EXERCICE 1 => Recopiez sans rien changer le passage du texte sur Dai et le jazz qui s'ouvre sur les mots contenant « Dai s’entraîne, s’exerce » et se clôt sur « axes de créativité. ».
EXERCICE 2 => Rédigez la suite du texte sur Dai et sa passion du jazz, en reprenant après sa dernière phrase.

EXTRAIT DU TEXTE =>
- - - - -

La bande originale du film, composée par la célèbre pianiste japonaise Hiromi Uehara, elle-même doublant au piano Yukinori, sera le support sur lequel Dai va s’appuyer pour mener à bien sa formation et peaufiner sa pratique. Les scènes dans lesquelles les musiciens se produisent ont été réalisées à partir de vues réelles reconstituées grâce aux techniques de la « motion capture » qui permet d’en faire une version virtuelle.

Dai s’entraîne, s’exerce sans arrêt, tout le temps, partout, la nuit, dans le froid. On le voit jouer dans des parcs, au bord d’une rivière. Rien ne compte plus que sa passion du jazz. Le clin d’oeil à Sonny Rollins ne nous échappe pas lorsque dans les années 1960, celui-ci se retirait sur les bords de l’Est River à New York sur le pont Williamsburg et travaillait son saxophone pour explorer de nouveaux axes de créativité. 

Lors de ses performances dans des clubs au public rare ou en concert dans des salles combles, Dai enchaîne des solos exubérants pour atteindre la perfection et devenir comme il le dit, « le meilleur saxophoniste du monde ».

- - - - -

MATÉRIEL FOURNI =>
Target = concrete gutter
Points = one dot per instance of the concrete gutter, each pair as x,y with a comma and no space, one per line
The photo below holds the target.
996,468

- - - - -

RÉPONSE ÉCRITE 1 =>
Dai s’entraîne, s’exerce sans arrêt, tout le temps, partout, la nuit, dans le froid. On le voit jouer dans des parcs, au bord d’une rivière. Rien ne compte plus que sa passion du jazz. Le clin d’oeil à Sonny Rollins ne nous échappe pas lorsque dans les années 1960, celui-ci se retirait sur les bords de l’Est River à New York sur le pont Williamsburg et travaillait son saxophone pour explorer de nouveaux axes de créativité.

RÉPONSE ÉCRITE 2 =>
Les trois artistes jouent un jazz inspiré venu tout droit du Be Bop et du Hard Bop à la façon de John Coltrane, Sonny Stitt, Johnny Griffin ou encore, Sonny Rollins. Leurs improvisations montent en intensité de façon paroxystique et des improvisations graphiques magistrales viennent s’y superposer avec la même virulence. La fulgurance des explosions du saxophone ténor se dédouble en un délire de couleurs psychédéliques.

Tous les sens du spectateur sont à vif. Le corps se met en mouvement au rythme de la batterie. Les yeux suivent le tourbillon des couleurs. La puissance de la musique se déverse en émotions vertigineuses. C’est une expérience sensorielle rare qui se vit ici : on entend les images et on voit la musique. Oui, Blue Giant est une partition filmée et des images sonores !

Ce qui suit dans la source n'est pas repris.